== Problem description ==
Report how many lines in the records contain the word "pile", giving only the number. Case counts.

Items from a data source:
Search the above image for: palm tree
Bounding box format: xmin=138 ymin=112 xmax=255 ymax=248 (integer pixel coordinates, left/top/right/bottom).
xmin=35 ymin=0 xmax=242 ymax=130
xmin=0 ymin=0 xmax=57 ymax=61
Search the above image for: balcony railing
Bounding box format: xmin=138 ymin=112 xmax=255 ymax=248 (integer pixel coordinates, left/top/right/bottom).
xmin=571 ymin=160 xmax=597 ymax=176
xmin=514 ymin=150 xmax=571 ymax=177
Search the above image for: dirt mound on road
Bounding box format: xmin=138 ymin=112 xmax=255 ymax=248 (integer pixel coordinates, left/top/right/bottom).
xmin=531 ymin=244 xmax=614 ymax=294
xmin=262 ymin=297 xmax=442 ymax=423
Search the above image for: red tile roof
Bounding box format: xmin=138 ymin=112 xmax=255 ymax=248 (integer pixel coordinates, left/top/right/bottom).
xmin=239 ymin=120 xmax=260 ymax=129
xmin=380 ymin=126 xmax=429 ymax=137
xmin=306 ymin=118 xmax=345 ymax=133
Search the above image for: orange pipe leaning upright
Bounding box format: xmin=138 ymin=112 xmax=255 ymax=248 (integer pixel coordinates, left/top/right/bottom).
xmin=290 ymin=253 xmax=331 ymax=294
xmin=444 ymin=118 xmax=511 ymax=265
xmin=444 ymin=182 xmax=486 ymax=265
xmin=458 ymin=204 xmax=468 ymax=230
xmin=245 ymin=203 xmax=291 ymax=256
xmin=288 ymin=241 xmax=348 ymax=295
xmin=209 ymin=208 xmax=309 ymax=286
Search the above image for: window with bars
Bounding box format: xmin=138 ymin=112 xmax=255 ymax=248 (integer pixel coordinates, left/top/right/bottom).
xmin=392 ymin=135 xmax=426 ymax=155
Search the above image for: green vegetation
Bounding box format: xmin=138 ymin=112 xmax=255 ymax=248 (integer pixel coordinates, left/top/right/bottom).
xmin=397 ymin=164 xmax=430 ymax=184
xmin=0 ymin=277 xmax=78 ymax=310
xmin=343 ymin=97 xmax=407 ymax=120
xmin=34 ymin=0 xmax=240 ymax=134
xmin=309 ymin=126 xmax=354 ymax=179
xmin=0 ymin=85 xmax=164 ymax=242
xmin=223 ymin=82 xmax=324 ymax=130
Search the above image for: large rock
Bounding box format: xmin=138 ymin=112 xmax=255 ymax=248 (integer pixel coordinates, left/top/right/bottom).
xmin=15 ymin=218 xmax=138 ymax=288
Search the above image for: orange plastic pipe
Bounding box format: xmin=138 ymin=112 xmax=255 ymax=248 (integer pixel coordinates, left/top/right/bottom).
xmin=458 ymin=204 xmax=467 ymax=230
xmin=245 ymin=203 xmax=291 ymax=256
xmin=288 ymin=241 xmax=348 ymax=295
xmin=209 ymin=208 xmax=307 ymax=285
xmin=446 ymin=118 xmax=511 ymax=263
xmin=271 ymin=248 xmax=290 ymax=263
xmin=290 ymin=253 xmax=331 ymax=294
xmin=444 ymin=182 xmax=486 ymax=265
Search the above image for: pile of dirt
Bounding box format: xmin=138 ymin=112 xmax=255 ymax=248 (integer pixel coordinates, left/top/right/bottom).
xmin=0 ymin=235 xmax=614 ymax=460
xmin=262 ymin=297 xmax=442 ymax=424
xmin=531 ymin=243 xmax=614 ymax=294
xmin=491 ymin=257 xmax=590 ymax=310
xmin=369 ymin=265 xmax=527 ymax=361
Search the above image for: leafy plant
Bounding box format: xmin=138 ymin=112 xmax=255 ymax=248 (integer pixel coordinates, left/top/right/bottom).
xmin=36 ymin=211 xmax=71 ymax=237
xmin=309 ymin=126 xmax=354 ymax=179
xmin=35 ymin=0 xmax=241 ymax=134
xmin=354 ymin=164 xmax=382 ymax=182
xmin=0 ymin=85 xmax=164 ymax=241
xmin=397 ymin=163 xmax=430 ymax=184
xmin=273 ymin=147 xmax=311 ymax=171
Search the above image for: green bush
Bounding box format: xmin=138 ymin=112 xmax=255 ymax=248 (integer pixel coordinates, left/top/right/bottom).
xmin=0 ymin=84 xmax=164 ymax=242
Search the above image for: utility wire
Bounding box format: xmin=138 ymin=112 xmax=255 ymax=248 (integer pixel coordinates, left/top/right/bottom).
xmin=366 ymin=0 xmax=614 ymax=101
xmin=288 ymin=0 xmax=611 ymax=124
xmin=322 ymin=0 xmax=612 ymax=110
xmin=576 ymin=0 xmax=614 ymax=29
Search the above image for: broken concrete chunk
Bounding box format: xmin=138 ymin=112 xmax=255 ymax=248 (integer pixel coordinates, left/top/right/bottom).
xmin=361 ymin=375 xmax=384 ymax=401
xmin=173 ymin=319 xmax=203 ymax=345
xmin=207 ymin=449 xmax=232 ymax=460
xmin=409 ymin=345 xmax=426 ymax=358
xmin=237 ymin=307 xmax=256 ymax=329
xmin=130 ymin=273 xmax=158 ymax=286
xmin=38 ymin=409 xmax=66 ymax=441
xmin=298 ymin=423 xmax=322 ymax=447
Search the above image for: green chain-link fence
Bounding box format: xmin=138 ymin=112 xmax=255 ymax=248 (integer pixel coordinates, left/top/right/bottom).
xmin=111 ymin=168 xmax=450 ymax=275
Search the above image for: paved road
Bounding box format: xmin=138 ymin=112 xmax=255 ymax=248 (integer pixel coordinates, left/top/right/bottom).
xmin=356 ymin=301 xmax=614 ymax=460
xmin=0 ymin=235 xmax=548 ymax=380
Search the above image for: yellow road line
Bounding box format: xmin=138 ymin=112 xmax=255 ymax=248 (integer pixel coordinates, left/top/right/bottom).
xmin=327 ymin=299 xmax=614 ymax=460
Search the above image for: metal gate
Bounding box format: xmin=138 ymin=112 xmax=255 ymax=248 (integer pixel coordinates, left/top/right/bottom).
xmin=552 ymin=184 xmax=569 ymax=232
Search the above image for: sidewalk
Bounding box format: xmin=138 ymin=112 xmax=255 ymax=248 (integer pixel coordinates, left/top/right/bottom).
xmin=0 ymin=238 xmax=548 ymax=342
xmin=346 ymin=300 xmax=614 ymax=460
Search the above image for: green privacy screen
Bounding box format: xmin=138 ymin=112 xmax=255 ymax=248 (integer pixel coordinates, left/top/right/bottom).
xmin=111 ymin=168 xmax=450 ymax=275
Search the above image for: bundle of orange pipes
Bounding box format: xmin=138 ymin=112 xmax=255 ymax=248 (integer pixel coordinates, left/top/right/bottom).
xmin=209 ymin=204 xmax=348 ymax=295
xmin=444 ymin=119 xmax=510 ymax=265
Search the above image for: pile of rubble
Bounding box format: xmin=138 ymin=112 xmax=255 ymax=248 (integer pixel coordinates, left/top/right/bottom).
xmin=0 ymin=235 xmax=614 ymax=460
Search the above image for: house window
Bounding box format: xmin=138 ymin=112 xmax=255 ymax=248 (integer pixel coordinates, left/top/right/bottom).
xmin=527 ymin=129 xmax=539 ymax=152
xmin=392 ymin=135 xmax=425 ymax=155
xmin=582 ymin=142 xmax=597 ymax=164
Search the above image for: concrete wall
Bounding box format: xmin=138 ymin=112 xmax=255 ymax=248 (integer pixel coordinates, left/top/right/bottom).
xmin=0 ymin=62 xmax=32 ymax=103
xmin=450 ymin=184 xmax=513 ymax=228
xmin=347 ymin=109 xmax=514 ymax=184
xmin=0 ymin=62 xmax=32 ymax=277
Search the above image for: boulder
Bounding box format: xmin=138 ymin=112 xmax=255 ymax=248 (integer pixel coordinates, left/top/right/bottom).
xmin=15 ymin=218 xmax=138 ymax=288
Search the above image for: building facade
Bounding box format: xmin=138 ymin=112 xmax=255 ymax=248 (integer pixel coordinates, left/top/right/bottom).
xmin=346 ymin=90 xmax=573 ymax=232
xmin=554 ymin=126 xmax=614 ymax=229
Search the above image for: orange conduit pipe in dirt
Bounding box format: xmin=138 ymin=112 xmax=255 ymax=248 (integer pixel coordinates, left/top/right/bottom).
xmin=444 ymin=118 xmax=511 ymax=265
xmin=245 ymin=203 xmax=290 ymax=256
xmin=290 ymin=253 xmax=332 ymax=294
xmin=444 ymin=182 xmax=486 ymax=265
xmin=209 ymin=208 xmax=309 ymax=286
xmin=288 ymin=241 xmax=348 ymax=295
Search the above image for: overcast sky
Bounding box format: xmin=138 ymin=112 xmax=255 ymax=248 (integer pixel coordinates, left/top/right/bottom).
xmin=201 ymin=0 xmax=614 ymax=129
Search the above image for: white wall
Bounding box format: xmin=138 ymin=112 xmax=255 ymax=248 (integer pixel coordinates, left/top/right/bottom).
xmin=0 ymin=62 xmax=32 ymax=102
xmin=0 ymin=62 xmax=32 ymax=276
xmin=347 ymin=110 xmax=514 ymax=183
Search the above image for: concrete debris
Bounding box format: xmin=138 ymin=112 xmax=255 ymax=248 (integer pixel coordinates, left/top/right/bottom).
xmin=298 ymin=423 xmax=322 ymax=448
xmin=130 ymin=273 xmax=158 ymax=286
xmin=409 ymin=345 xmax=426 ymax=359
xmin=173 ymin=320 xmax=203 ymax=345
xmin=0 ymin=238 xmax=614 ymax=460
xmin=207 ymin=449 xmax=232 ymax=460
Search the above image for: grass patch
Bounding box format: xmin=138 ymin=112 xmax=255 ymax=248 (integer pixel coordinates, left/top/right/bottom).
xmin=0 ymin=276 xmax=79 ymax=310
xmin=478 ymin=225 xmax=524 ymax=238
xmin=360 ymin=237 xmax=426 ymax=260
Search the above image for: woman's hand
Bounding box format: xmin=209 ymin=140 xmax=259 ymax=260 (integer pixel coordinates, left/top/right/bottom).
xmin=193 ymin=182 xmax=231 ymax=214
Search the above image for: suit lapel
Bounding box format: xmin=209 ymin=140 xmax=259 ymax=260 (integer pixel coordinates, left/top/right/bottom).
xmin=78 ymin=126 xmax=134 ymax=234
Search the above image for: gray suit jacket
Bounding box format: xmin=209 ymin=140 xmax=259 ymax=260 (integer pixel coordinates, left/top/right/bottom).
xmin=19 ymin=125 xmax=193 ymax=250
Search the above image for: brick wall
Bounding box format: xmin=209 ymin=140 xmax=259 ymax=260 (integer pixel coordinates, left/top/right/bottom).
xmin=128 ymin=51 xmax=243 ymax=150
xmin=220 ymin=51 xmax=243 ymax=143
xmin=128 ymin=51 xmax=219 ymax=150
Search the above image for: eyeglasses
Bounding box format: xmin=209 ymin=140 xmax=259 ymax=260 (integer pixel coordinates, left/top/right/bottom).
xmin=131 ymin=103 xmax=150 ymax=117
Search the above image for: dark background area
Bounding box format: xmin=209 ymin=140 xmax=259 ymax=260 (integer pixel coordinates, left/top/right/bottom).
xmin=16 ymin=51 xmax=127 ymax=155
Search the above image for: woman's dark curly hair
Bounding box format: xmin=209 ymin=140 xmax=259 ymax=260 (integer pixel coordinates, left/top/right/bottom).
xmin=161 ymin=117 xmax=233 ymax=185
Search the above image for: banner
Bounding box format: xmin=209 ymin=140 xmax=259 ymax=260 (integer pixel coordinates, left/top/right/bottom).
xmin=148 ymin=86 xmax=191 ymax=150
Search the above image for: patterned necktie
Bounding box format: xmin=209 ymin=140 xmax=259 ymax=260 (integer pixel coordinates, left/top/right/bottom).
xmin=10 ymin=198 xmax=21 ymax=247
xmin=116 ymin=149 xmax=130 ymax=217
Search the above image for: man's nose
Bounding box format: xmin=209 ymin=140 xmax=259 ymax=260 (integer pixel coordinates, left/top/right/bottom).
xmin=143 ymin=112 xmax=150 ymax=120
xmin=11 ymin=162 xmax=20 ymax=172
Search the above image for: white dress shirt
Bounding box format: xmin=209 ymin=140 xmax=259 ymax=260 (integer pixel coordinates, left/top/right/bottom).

== Solution to this problem ==
2